> **Exercise directions**
Make an exact copy of the records, and keep the pictures out of it.

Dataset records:
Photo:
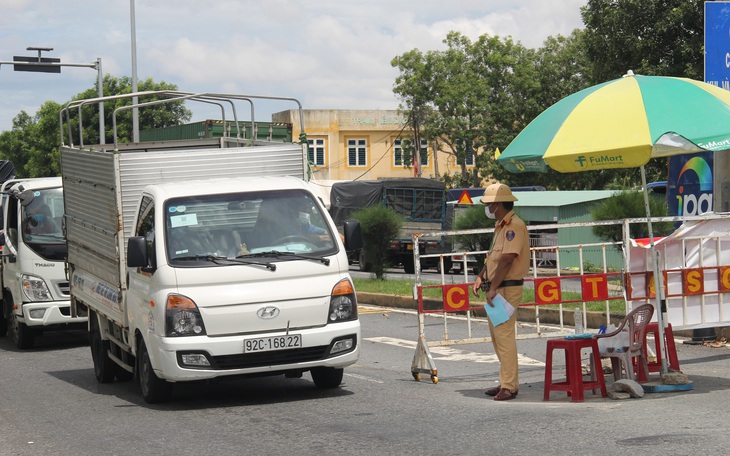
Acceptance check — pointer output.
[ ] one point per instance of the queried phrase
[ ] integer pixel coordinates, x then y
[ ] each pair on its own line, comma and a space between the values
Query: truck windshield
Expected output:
203, 228
41, 219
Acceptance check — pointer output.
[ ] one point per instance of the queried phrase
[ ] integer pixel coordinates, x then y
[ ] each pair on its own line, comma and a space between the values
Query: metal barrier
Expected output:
558, 285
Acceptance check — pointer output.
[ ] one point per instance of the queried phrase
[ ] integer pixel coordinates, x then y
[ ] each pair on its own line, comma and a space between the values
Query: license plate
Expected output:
272, 343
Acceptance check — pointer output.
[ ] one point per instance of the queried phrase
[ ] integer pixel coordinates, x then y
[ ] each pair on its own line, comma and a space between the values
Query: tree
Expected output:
33, 142
468, 99
380, 226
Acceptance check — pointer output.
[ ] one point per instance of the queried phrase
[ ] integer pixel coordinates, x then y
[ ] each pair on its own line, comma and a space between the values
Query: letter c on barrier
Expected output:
456, 297
724, 284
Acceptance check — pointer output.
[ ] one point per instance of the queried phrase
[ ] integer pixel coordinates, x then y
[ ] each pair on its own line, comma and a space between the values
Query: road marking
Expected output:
362, 377
368, 310
453, 354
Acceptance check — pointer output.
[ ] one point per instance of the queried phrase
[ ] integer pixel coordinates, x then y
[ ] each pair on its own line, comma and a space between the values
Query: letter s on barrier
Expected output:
693, 281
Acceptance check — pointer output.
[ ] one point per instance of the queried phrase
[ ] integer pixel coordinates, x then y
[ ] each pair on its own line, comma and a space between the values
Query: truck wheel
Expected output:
22, 336
103, 365
154, 389
122, 374
327, 377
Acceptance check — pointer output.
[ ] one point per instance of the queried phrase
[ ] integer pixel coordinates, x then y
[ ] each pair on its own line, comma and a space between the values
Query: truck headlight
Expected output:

> **Problem solution**
Photo:
Acceptance check — pointer output.
[ ] one point per instance of the queried phrase
[ ] integer pixel coordinates, x then y
[ ] each pair on its own line, comma and a space between the values
Query: truck windshield
Expected output:
203, 228
41, 219
Acceptance check — pointer output.
[ ] one point per instance of the queried phrase
[ ] integer pixel coordinates, x then y
[ ] each pair on its own line, comma and a space between the values
Query: metal barrier
Expected output:
558, 285
Acceptance check — pointer output.
[ ] one point per instance of the queried phrase
[ ] integer pixel coordinates, x then y
[ ] each pair on its own line, comma and a space between the values
Query: license plate
Expected output:
272, 343
Acceptance check — pointer output.
[ ] one point per instance of the queried phrase
[ ] integer pixel coordinates, x then y
[ ] each pair on its own line, comma and a space between the values
Query: tree
Expected output:
33, 142
468, 99
380, 226
Acceptance check — pointer output.
[ ] one point per instance of the queried phrase
[ ] integer pixel coordinates, x then y
[ ] each pair on its own line, comma and a space between the values
Query: letter c on barrier
Expected output:
456, 297
724, 284
Acceptance check — pointer output.
[ ] one point per instance of the queried phrase
[ ] integer pixel coordinates, x then y
[ ] each pair on its own line, comma and a space between the values
Query: road marking
Expected output:
362, 377
368, 310
453, 354
Acceptance check — pointer output.
[ ] one point per instance of the queried phrase
[ ] integer pixel coordinates, x then y
[ ] each pair on its own line, comma and a space between the values
Query: letter s on barrier
Expected output:
693, 281
Acceptance check — pointer output.
[ ] one point per instance of the queried phrase
[ ] integer pixel coordinates, x then y
[ ] each pair on its own line, comma and a space between the values
Query: truck wheel
Expected output:
22, 336
103, 365
154, 389
122, 374
327, 377
Acceptance check — pointer output.
[ ] one point per instance of the queried phrase
[ ] integer pixel coordinates, x then y
[ ] each pair on its own line, comma and a space between the values
Query: truck headlight
Expected output:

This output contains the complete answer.